Records from a dataset
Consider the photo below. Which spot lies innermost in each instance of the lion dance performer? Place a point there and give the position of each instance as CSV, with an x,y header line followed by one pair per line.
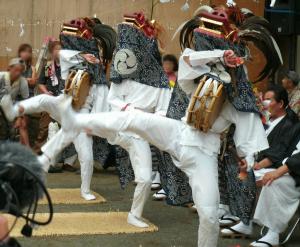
x,y
87,50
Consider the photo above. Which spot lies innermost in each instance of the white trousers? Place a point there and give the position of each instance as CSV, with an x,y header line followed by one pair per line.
x,y
277,204
141,160
165,133
96,102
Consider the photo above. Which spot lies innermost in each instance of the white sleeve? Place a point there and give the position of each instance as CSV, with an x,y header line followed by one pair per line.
x,y
163,101
68,59
200,58
24,90
115,97
250,136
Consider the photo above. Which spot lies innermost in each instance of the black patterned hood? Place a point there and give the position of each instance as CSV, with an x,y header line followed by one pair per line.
x,y
242,98
96,71
137,58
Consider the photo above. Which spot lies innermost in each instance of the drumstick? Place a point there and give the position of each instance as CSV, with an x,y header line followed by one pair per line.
x,y
242,174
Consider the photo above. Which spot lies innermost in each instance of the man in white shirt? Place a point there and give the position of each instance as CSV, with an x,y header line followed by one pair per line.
x,y
192,151
12,83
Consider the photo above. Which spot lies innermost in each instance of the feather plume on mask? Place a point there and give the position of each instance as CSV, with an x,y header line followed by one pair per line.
x,y
259,31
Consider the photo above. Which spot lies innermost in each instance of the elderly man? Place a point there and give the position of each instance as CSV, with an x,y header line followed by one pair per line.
x,y
290,83
279,198
12,83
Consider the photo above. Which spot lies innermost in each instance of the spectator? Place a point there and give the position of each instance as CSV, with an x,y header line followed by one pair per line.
x,y
279,198
12,83
25,53
290,83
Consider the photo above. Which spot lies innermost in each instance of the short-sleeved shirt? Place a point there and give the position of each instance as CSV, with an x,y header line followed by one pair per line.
x,y
46,79
15,89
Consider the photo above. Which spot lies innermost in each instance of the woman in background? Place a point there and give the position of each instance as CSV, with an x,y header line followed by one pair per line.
x,y
170,65
25,53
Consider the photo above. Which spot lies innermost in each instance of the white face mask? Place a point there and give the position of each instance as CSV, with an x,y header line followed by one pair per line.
x,y
266,103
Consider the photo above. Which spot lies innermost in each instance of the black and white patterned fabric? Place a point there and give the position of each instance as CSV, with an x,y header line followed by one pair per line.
x,y
96,71
137,58
239,195
242,98
101,150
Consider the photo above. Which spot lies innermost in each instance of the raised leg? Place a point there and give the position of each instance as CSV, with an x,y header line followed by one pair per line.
x,y
202,171
84,147
140,157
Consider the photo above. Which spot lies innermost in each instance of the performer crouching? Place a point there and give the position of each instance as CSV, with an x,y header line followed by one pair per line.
x,y
138,84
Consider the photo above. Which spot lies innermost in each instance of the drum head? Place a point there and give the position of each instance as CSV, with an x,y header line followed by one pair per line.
x,y
82,90
68,83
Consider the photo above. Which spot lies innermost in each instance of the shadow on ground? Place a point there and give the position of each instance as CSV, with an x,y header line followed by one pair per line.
x,y
177,225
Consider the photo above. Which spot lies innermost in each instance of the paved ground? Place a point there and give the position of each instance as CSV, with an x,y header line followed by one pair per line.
x,y
177,225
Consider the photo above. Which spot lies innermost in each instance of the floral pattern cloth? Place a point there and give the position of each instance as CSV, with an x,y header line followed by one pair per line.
x,y
137,57
96,71
294,99
173,180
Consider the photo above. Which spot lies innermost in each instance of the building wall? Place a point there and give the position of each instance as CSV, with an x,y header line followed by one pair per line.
x,y
30,21
42,18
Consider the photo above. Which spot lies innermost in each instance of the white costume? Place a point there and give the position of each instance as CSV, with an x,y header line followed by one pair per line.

**Instructions to follow:**
Retype all records exactly as shown above, images excluded.

**Solution to this problem:**
Consider the photo below. Which spot lies innermost in each instance of the lion dance performer? Place a point there and give the position of each instance as CSV, with an x,y header line followed by one pair per line.
x,y
87,50
Consider the photo above. Which spot lies innermost in each instance of the white trousers? Place a point there and give the position of each instance as CSV, with an x,y header line followed by one pair per line.
x,y
277,204
141,160
165,133
96,102
Consider the photo above. Which spot lies innermost in each instance of the white sleeve? Place a point there and give the position of each instance as CSV, with an x,y header line followed by one pair per line.
x,y
163,101
68,59
200,58
24,90
115,97
250,136
Consider the photo above. Which spot lies innermost in each instance of the black patterned hood? Place a point there and give the position of each instance as CSV, with an x,y header line followed by one pair per line.
x,y
242,98
96,71
137,58
Consider the photo above. Which spot lies innermost in each instance of the drumstick? Place a point there and give the position of each instance as CSV, with an x,y header line followed by one pair per line.
x,y
242,174
Consider the photo above. Which spot lies innermost in each instance of the man in white shirt? Place a point there and give the position of each instance as CSV, with an x,y header line followed by one pair per line.
x,y
192,151
12,83
Consider the photo above. Which spot lies innermost in each instance of the feather plume on mask? Place a point there and give the position of each instance as CSV, with an x,y header line followed by one pair per line.
x,y
259,31
Consider the photo above. Which spot lies innermost in each instance of the elderly man? Place a point there and give the position of each instance as CSV, with an x,y header line followed by one pair per line.
x,y
290,83
279,198
12,83
Consider the photo above. Which spot lies innermost in each instance of the spectator? Place a point there and give the position of each instance as CSV, with an x,y header line followed by one pair per line.
x,y
279,198
12,83
25,53
290,83
Consider the photo above. Which spot lies innermost in each instance of the short-sleeved shirt? Place a point there and give the position of each instance as CSV, with an x,y header line followed by one pair per line.
x,y
46,79
15,89
Consider the photo above. Which spot lies innermost in each instance of the woman in background? Place a point there and give the position of each instance as CSV, with an x,y header line followed by one pair per line.
x,y
170,65
25,53
Consider the photo above. Which spot lies innermost in each instance of the white face mask? Place a point there and give the position of each instance as CSV, with an x,y header line followed by one pair per line.
x,y
266,103
Consider the photo above. Which spot lies innermost in each instance of the black and white patterned fabric? Place a point there and give the position of each instance as CSV, with an x,y header line followed by one pair per line.
x,y
96,71
137,58
239,195
242,98
101,150
Consider the photo above. Which spot lies innermost in each instance of the raised leg? Place a point there and give the position of each instance as CSV, with an x,y header line followed by one pair per line.
x,y
202,171
84,147
140,157
Consider the photo above. Which spot lies innermost in each instance of the performer crouching? Place a point there and give the position of each instance as CSV, with an x,y header line followed by one pair per line.
x,y
138,84
Consider the photo above. Which spot lies innermost in each instance of the drum head? Place a point there and give the position of each instance as CSV, with an x,y header line followed by one pair per line.
x,y
82,90
68,83
Consider the photo above. Which spot lies innermost in each instance of the shadow on ground? Place a point there and give the position of each instance as CSV, with an x,y header line followed by one pair per line.
x,y
177,225
Consider the photo above. Which spot lies innermost in each instance of the paved ground? Place a point there and give the position of each instance as CSV, with an x,y header line followed by one pair per line.
x,y
177,225
Consider the photo above. Which spot lies innermost in each instance of the floral pattern cloth? Place a point there and give the position of each instance as CSV, with an x,y header line followed by one pair per line.
x,y
137,57
96,71
294,99
173,180
Consider the photo above. Which spot lies innermost in each instance of the building wall? Place a point there and give the position of each instance as CSV, with an x,y header line followed by one pair per line.
x,y
30,21
42,18
Consider the photo above. Which spot lies innermost in each instance of the white costume? Place a point there and give the position of each instance as CSV, with an x,y header line followed by one pair per line.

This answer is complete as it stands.